## START RECORDS SUPPLIED

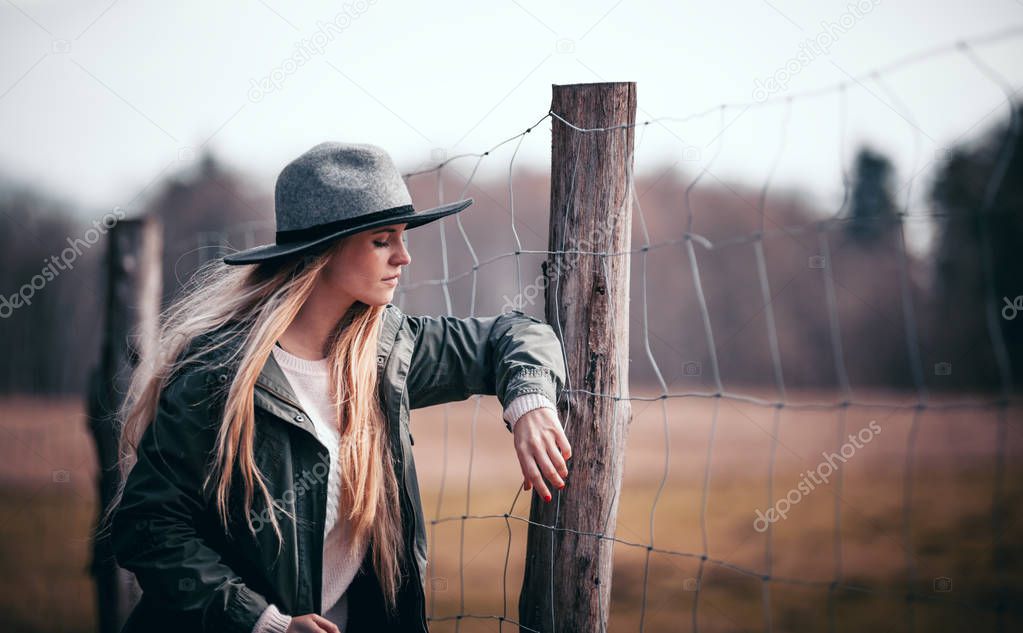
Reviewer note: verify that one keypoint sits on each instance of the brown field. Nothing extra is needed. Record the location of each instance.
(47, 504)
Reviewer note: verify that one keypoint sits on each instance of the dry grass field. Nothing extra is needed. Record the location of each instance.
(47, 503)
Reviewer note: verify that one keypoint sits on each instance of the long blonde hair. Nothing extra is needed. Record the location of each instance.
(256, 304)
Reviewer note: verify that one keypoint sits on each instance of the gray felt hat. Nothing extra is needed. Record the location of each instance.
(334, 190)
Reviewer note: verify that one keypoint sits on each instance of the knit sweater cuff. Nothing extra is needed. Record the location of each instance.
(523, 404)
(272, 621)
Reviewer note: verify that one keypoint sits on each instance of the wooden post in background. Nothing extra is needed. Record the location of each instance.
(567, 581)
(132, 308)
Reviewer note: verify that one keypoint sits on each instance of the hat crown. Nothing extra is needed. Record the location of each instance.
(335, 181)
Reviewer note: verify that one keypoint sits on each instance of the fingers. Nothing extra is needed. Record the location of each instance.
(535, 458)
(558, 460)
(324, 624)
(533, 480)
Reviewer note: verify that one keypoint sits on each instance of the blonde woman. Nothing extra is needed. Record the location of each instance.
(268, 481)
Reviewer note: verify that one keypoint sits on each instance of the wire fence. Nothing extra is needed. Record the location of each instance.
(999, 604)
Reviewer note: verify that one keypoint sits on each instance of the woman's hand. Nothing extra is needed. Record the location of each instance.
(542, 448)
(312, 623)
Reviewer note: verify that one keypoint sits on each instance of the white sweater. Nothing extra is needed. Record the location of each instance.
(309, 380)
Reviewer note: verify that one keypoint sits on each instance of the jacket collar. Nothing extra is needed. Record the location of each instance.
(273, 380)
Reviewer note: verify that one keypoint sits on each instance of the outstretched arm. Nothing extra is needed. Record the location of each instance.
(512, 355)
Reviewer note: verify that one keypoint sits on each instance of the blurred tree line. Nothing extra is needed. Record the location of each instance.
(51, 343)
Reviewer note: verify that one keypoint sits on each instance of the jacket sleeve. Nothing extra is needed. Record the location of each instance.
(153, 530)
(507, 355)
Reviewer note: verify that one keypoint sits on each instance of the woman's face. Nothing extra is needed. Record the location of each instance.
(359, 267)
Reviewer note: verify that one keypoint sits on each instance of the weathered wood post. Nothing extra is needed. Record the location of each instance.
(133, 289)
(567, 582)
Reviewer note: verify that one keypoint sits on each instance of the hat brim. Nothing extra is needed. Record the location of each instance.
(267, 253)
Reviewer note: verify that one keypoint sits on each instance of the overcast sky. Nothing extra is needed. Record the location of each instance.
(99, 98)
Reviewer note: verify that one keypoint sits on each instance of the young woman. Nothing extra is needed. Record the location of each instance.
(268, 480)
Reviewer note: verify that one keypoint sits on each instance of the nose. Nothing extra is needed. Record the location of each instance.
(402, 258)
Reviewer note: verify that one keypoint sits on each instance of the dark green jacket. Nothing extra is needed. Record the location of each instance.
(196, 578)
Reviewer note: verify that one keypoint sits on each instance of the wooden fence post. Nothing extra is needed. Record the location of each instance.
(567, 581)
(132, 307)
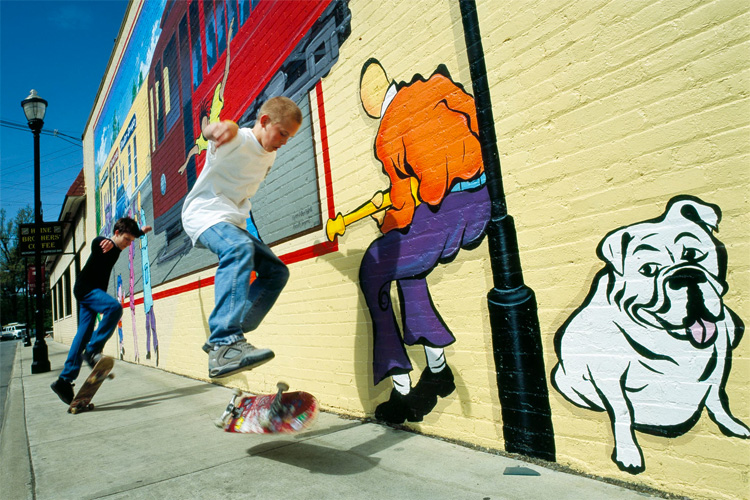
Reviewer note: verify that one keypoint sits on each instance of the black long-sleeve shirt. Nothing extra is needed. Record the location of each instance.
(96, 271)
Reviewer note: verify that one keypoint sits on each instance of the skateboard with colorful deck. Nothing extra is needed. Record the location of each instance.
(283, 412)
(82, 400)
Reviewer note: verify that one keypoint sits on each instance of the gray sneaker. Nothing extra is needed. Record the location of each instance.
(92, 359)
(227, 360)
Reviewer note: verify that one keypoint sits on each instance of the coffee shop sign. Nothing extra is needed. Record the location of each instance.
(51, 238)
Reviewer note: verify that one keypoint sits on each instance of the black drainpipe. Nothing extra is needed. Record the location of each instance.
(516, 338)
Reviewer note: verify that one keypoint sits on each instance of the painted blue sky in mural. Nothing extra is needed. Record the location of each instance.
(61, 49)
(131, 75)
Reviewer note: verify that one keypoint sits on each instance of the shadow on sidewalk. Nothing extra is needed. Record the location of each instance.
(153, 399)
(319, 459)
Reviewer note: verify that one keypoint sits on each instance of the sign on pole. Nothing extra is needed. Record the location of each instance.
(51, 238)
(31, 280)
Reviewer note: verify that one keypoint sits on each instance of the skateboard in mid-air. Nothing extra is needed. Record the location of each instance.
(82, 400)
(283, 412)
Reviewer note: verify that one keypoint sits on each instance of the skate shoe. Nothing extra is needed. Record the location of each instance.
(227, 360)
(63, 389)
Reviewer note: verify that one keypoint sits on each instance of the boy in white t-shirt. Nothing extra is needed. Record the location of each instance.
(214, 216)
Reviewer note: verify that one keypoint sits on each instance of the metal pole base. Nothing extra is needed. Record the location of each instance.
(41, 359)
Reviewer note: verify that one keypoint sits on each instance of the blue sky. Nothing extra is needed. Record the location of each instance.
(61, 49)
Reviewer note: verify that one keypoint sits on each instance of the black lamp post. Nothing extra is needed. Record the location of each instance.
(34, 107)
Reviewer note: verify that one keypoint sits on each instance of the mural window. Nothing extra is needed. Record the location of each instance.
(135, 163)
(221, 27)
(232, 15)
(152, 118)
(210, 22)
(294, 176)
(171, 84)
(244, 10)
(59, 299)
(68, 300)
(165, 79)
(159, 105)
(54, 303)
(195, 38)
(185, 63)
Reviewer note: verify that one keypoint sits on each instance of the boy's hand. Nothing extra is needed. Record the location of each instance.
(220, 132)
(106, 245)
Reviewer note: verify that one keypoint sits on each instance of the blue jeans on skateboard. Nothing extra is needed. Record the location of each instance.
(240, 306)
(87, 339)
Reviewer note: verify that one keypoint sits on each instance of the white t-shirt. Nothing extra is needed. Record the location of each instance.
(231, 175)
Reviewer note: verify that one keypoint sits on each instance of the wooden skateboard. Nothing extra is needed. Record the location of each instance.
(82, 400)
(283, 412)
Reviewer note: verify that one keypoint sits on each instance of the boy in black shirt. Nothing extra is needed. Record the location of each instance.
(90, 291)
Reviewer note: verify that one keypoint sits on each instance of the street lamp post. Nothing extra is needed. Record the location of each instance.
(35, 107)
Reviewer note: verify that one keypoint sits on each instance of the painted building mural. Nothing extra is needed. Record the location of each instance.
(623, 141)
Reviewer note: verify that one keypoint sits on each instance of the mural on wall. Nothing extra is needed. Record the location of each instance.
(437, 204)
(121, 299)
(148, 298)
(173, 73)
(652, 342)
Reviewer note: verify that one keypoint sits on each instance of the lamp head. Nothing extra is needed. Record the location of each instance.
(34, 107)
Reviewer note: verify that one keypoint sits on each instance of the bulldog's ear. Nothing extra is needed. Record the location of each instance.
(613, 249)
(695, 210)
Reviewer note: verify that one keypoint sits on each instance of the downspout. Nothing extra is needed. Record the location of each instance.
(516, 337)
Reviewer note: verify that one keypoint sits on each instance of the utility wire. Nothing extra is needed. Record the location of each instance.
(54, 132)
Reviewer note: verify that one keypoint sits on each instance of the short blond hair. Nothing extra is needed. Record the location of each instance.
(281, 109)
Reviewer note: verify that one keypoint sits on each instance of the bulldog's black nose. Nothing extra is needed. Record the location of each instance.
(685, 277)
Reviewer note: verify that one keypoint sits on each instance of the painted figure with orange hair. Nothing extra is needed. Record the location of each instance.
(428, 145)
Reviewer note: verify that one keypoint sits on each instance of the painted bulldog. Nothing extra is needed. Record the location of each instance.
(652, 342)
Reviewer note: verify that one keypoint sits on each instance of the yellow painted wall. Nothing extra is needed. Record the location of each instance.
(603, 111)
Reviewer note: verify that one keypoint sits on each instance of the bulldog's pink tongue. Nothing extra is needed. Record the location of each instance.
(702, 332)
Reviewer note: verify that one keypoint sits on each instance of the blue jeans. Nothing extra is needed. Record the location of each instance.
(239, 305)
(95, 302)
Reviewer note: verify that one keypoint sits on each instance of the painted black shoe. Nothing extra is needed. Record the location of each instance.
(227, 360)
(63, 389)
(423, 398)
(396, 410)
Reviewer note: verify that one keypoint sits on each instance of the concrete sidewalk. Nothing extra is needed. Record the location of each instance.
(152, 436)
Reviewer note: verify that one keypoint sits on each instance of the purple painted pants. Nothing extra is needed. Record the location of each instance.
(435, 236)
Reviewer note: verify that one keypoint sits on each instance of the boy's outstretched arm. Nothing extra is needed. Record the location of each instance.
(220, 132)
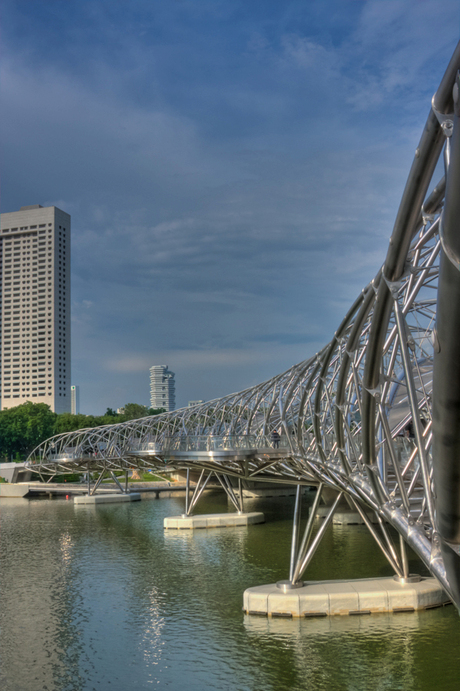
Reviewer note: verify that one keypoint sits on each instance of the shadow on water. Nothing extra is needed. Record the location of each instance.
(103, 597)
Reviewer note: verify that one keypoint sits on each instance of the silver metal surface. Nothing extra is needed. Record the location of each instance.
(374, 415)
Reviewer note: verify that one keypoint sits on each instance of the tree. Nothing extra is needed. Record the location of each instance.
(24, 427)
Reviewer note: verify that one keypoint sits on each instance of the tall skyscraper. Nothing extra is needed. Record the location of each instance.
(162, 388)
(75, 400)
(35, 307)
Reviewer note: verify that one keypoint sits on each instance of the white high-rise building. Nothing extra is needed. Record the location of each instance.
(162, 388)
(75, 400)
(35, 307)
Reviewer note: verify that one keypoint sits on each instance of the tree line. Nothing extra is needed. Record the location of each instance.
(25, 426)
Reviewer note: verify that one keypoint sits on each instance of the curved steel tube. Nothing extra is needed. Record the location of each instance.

## END RECORDS SUPPLIED

EXERCISE PROMPT
Reproduce the lines from the line with "the boy's outstretched" through the last line of the entries exactly, including both ends and excluding pictures.

THE RESULT
Reviewer note: verify that one keypoint sits on each instance of the boy's outstretched arm. Nothing extra is needed. Record the location of each instance.
(220, 132)
Reviewer note: verify that one keypoint sits on each instance of the shadow on water. Nothing extra is needed. Record the location of each instance.
(103, 597)
Reviewer note: verify that one keypoint sits on each instance of the silver metal surface. Nothing extra is needed. Record the location of each instance.
(374, 415)
Reviewer note: verify that one keypoint sits on each instance of the tree. Nothing extra is needed. Record the location of each instance.
(24, 427)
Reviewer note: verify that one keypoint sits on each instance of the tall skyscraper. Nothing extra is needed. Record the location of each instance.
(162, 388)
(75, 400)
(35, 307)
Reviewer note: verify that one keypoint sits on each instance of the white high-rise building. Nothing extra is needed. Record the location of each instance.
(162, 388)
(75, 400)
(35, 307)
Reviewer note: verify that one keypoint sits on each instance of the tree line. Nothing extra is needed. Record the location of each instance.
(25, 426)
Reviewer note: verify that one keypoint sits on each instance of the curved steel tube. Nothing extra is needed. Record the location of each instance.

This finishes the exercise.